## Provided material
=====

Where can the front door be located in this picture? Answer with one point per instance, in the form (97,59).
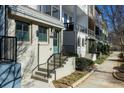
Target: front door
(56,42)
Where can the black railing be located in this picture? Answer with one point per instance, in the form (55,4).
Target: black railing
(70,27)
(53,62)
(8,49)
(68,49)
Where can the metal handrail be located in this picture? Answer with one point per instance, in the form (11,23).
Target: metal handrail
(8,44)
(78,27)
(48,63)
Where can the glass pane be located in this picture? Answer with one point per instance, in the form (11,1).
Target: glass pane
(22,31)
(47,9)
(65,18)
(18,25)
(55,12)
(25,27)
(18,35)
(25,36)
(42,35)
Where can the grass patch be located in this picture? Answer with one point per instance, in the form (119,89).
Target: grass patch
(101,59)
(69,80)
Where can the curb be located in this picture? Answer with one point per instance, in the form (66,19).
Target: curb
(82,79)
(116,77)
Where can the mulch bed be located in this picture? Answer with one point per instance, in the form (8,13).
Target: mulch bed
(67,81)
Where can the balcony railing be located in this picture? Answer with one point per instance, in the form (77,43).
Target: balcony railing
(8,49)
(32,14)
(70,27)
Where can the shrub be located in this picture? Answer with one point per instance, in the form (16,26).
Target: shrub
(83,63)
(121,55)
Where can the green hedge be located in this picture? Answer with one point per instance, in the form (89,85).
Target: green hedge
(83,63)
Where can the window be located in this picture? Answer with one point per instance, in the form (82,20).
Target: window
(42,34)
(70,19)
(91,9)
(83,42)
(47,9)
(65,18)
(78,42)
(22,31)
(55,12)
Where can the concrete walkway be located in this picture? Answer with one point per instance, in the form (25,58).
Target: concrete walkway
(102,77)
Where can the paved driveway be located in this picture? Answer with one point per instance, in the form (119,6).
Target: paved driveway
(102,78)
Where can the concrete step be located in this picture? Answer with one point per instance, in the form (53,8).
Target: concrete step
(44,74)
(45,70)
(40,78)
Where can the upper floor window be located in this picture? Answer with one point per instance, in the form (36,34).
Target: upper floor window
(78,42)
(47,9)
(65,18)
(83,42)
(91,9)
(22,31)
(70,19)
(55,12)
(42,34)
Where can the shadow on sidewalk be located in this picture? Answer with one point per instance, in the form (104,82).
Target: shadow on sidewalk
(116,60)
(102,71)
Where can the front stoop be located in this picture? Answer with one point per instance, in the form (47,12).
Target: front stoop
(66,68)
(118,75)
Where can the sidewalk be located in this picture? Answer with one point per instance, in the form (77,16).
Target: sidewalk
(102,77)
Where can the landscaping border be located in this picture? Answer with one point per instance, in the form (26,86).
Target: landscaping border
(75,84)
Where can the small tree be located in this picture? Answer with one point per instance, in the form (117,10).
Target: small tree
(113,15)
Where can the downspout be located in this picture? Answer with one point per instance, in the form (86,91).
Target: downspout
(75,12)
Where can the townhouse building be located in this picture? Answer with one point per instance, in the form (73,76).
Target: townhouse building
(101,33)
(46,33)
(38,30)
(75,21)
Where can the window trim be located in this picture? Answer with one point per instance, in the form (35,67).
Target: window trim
(29,32)
(43,42)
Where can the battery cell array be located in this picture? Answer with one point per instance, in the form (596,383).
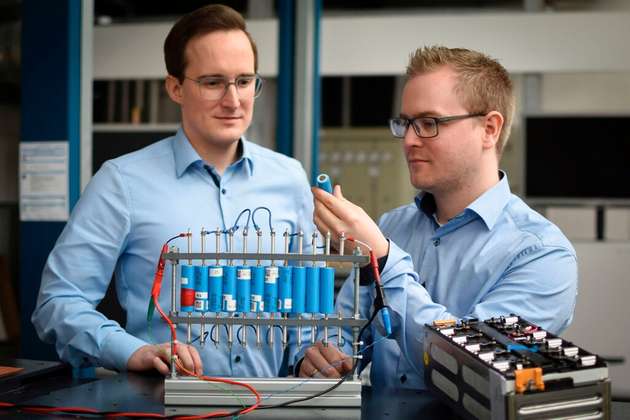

=====

## Required action
Without the images, write out all of the records exactly.

## Solution to this task
Where can the front door be located in this picture? Answer with one point per instance, in the form (97,59).
Target: front door
(56,42)
Where can the black railing be located in this picture? Answer with one point per instance, in the form (55,4).
Target: black railing
(70,27)
(53,62)
(8,49)
(68,49)
Where can the metal handrail be located in this picture? Answer with one point per instance, in the form (11,23).
Target: metal handrail
(8,44)
(78,27)
(48,63)
Where can the glass pane be located in this picture? Answer with one point per instance, in the form (11,1).
Target: glass pane
(22,31)
(47,9)
(65,18)
(18,25)
(55,12)
(25,27)
(18,35)
(25,36)
(42,35)
Where can the grass patch be located in this picture? Answer with one point per instance, in the form (119,89).
Target: grass patch
(101,59)
(69,80)
Where can the curb be located in this picture? Answer with one point per instance, in the form (66,19).
Target: curb
(82,79)
(116,77)
Where can the mulch bed be located in this picture? Answer with one point per instance, in the form (8,13).
Target: mulch bed
(67,81)
Where can the balcony railing be located in this picture? Answer with one point per instance, in the form (77,43).
Target: balcony railing
(8,49)
(32,14)
(70,27)
Where can the shrub be located in this picture? Answer with one point per instance, in the form (16,26).
Target: shrub
(83,63)
(121,55)
Where can the green hedge be located in this picture? Answer with one point per instance, in the form (89,85).
Target: green hedge
(83,63)
Where can the window be located in this picture? Answer with one point per instance, in the form (82,20).
Target: window
(42,34)
(70,19)
(91,9)
(83,42)
(47,9)
(65,18)
(78,42)
(22,31)
(55,12)
Where can the concrete walkway be located in this picture? Answer with one point per instance, in the form (25,58).
Target: concrete walkway
(102,77)
Where can the paved driveway be located in this picture? Answer with one point per instance, in the form (119,6).
Target: paved driveway
(102,78)
Where can the concrete step be located in this picture? Answer with one point per instance, in the form (53,8).
Target: concrete step
(44,74)
(45,70)
(40,78)
Where can the upper floor window be located in this picture? Answer with one point per instance, in the form (36,34).
Target: upper floor window
(78,42)
(47,9)
(65,18)
(83,42)
(91,9)
(22,31)
(70,19)
(55,12)
(42,34)
Where can the shadow on sidewalk be located in this picture? Answer with one point per instance, in the form (104,82).
Target: shadow on sidewalk
(116,60)
(102,71)
Where can the front stoop be located in this picture? Answer with one point per instance, in the form (47,12).
Target: front stoop
(66,68)
(118,75)
Where can the sidewalk be located in this picture? Answer with one point per instance, in the form (77,16).
Target: sidewalk
(102,77)
Where can the landscaping border be located in this picture? Answer with one point per instance, in the form (26,86).
Target: landscaping border
(75,84)
Where can the small tree be located in this picture? Answer with one point per instance, in the form (117,10).
Target: small tree
(113,15)
Where can the downspout be located in this picture? Answer with one point per instance, in the form (86,91).
Target: downspout
(75,12)
Where can the townhouse building be located in this picture? Answer with one point per instance, in the form (73,76).
Target: townhouse building
(101,33)
(46,33)
(38,30)
(75,21)
Where can the window trim be located in this picture? Answer with one point per instance, in the form (35,67).
Target: window trim
(29,32)
(43,42)
Where can the battery cell array be located in this picture? Answer with one point per instance, in the form (596,383).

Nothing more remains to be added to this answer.